## START
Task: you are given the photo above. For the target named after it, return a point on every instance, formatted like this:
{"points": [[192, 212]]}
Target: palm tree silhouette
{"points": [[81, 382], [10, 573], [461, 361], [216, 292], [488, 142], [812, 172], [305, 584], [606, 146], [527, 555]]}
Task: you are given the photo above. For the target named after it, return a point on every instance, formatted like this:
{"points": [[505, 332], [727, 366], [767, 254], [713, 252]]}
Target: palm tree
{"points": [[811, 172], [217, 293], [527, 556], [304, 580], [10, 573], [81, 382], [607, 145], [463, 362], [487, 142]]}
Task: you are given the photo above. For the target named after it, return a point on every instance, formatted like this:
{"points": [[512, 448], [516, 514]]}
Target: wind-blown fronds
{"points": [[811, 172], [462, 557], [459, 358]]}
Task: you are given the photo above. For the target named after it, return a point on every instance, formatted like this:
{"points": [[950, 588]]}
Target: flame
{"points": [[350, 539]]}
## END
TASK TO COMPLETE
Rewrite the records with every "palm tree" changed to "coconut palm", leaving everything else the same.

WRITTEN RESPONSE
Task: you are given the photo above. For the target named after it, return a point on every instance, formatted like this:
{"points": [[192, 212]]}
Target: coconut palm silhouette
{"points": [[81, 382], [10, 573], [461, 361], [216, 292], [488, 142], [812, 172], [305, 584], [606, 146], [527, 555]]}
Task: you are given the photo above. For the target named after it, return a point on every instance, formatted like this:
{"points": [[505, 332], [727, 366], [767, 254], [713, 252]]}
Target: coconut palm
{"points": [[811, 172], [217, 293], [527, 556], [304, 580], [10, 573], [81, 382], [607, 145], [463, 362], [487, 142]]}
Task: you are given the photo above. For the target named after it, return a point on every instance, formatted like this:
{"points": [[512, 448], [516, 514]]}
Target: wind-blown fronds
{"points": [[811, 172], [462, 557], [459, 358]]}
Task: you are given the photo above. For the target named after it, return a point on every instance, formatted like this:
{"points": [[950, 588]]}
Target: flame
{"points": [[350, 539]]}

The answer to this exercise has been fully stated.